◆ Task description: Rescale the entries starting at the line containing "point_to(query) locates the green" and ending at the line containing "x=85, y=294", both included, reproducing every line with the requests unchanged. Multiply each x and y coordinate in the answers by 1.35, round to whole numbers with halves rounded up, and output only these lines.

◆ Data shown:
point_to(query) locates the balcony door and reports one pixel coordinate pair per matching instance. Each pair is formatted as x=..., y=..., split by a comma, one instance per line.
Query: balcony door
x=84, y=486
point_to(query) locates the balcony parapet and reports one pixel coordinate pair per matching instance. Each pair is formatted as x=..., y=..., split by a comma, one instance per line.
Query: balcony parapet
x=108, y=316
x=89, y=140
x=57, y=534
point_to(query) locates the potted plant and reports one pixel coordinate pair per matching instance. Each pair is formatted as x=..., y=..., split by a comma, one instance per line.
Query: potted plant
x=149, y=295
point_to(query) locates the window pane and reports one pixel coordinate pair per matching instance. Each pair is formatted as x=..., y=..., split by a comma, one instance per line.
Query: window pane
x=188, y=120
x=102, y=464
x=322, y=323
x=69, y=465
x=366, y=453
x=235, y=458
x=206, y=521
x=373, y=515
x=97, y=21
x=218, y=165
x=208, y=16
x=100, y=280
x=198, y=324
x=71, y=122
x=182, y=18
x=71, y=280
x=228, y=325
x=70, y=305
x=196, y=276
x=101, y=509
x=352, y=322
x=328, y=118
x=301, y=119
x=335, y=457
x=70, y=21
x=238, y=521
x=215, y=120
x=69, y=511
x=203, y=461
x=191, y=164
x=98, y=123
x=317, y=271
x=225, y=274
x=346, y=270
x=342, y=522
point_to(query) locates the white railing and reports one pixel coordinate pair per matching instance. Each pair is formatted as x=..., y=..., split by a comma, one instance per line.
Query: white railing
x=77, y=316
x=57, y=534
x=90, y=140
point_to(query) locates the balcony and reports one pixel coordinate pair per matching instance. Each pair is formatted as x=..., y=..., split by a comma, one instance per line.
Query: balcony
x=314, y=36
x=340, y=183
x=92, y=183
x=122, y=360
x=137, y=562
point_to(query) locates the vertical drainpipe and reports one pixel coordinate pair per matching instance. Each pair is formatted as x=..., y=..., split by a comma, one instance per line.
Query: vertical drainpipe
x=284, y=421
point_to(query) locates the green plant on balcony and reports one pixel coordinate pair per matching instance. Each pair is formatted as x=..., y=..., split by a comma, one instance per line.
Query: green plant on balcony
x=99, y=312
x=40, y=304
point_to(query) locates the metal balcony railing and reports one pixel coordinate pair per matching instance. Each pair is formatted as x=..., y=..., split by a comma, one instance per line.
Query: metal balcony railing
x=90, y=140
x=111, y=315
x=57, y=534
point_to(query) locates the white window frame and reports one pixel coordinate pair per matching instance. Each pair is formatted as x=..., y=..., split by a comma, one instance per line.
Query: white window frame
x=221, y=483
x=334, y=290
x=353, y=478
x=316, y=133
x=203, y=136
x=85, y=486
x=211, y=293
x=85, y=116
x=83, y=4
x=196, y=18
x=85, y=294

==

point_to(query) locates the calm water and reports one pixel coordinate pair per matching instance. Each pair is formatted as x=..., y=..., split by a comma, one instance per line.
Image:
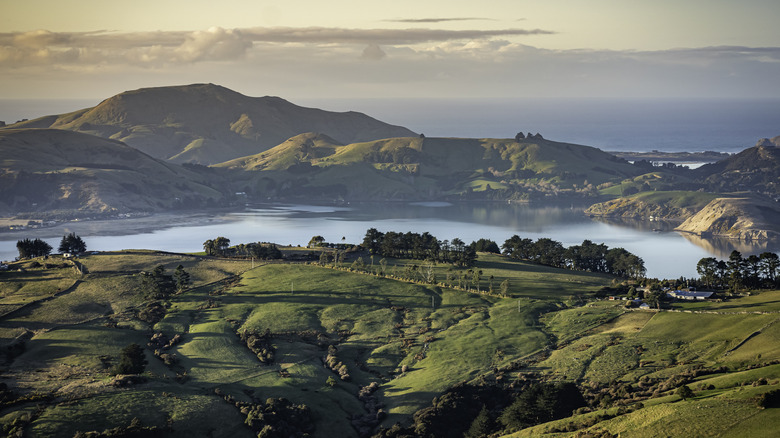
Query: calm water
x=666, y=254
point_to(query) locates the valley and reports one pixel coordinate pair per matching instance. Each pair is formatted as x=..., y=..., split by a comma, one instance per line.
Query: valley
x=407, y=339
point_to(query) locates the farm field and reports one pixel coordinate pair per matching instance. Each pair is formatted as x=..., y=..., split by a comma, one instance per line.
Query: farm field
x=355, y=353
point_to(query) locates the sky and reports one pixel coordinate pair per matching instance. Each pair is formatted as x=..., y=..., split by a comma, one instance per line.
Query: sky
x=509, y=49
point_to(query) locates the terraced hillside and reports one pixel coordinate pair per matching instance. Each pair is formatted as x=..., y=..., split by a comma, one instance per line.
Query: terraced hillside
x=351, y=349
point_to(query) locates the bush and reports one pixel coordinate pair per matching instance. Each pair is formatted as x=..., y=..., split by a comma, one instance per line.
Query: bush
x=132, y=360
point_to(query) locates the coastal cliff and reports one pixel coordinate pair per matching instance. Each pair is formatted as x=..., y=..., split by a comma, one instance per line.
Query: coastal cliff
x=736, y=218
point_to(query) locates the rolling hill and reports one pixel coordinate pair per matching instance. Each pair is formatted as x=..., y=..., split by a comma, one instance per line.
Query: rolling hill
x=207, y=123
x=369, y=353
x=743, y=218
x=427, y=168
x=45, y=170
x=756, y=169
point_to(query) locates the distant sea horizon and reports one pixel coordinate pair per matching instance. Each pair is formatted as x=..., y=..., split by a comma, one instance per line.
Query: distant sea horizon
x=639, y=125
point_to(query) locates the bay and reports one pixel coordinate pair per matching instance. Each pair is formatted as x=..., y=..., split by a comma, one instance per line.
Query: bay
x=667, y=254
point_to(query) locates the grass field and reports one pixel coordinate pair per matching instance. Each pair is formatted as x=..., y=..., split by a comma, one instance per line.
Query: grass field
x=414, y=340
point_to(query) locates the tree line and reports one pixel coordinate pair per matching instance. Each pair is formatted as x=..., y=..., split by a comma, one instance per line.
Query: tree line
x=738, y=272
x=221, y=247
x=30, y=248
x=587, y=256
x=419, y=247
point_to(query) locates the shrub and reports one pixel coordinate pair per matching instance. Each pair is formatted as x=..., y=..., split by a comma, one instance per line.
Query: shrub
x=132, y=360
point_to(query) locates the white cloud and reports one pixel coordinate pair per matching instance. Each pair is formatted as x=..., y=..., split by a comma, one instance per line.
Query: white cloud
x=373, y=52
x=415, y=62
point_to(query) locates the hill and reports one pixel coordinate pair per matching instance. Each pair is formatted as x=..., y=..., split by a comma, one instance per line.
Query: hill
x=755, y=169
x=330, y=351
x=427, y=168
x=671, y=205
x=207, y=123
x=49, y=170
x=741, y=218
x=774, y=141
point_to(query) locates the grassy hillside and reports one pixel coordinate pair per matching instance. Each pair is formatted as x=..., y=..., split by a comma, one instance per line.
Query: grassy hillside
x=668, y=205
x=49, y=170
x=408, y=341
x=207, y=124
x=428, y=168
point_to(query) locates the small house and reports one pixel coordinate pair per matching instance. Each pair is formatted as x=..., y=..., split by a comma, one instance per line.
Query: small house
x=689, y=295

* * *

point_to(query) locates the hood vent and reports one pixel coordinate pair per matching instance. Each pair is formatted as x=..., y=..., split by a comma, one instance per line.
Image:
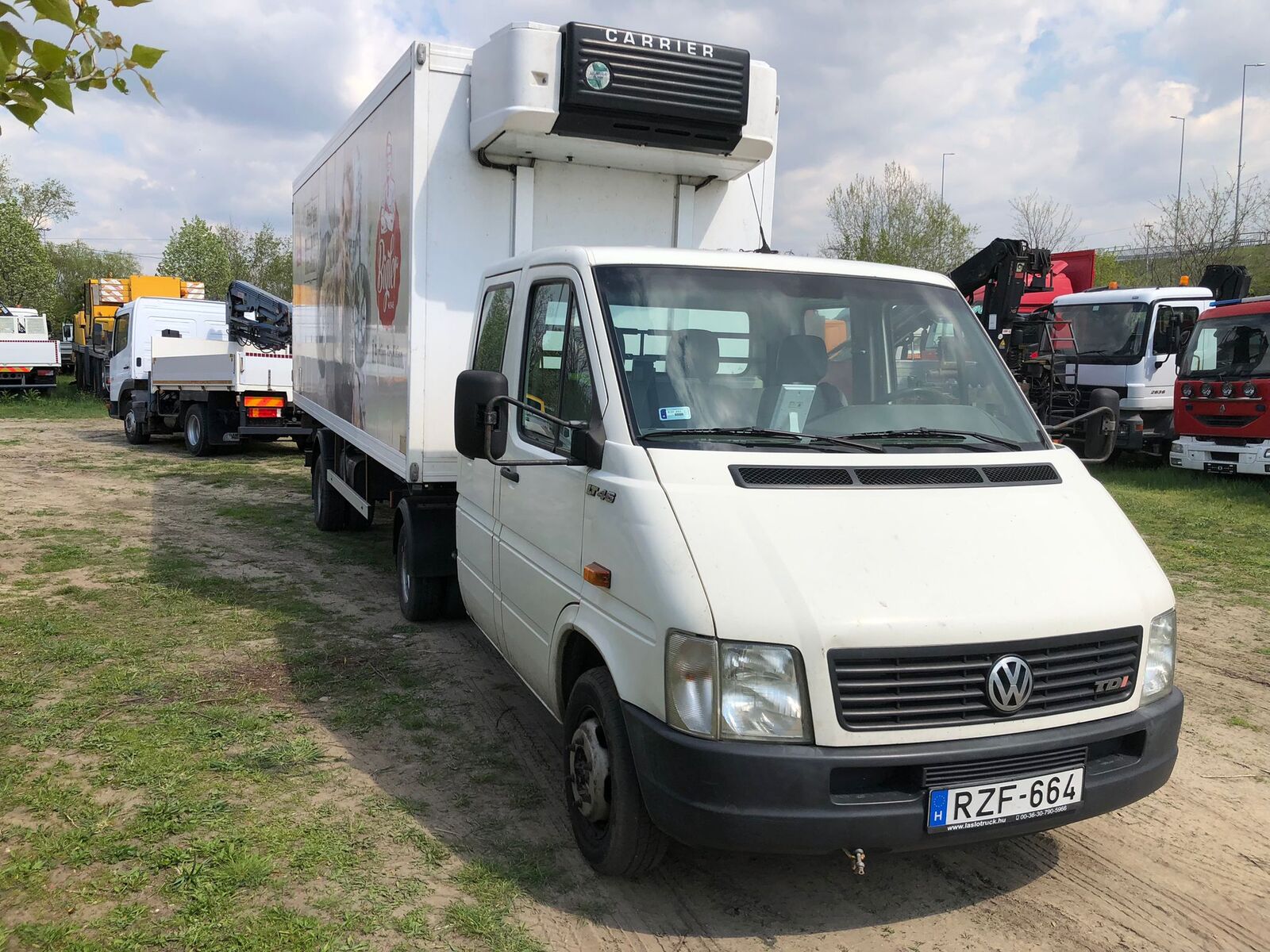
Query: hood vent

◆ Written solution:
point_to(query) locates the green plant on balcony and reports one pixel coordinate pair per matching instance. Each pair is formatted as x=..., y=..., split by a comma, one instance per line.
Query: green plant on balcony
x=134, y=421
x=54, y=410
point_to(query) locates the metal balcony railing and reports one pixel coordinate pair per matching instance. Each pair is formatted as x=..., y=..., split by a comma, one instance per line.
Query: metal balcony railing
x=122, y=189
x=150, y=425
x=77, y=721
point_to(query) locates the white window frame and reports one pixel coordinate pair per matching instance. Each pair is formatted as x=..., y=..., split by a comma, one instance per line.
Query: white window frame
x=298, y=652
x=451, y=392
x=477, y=645
x=427, y=180
x=274, y=184
x=115, y=656
x=285, y=396
x=115, y=157
x=112, y=5
x=265, y=24
x=115, y=397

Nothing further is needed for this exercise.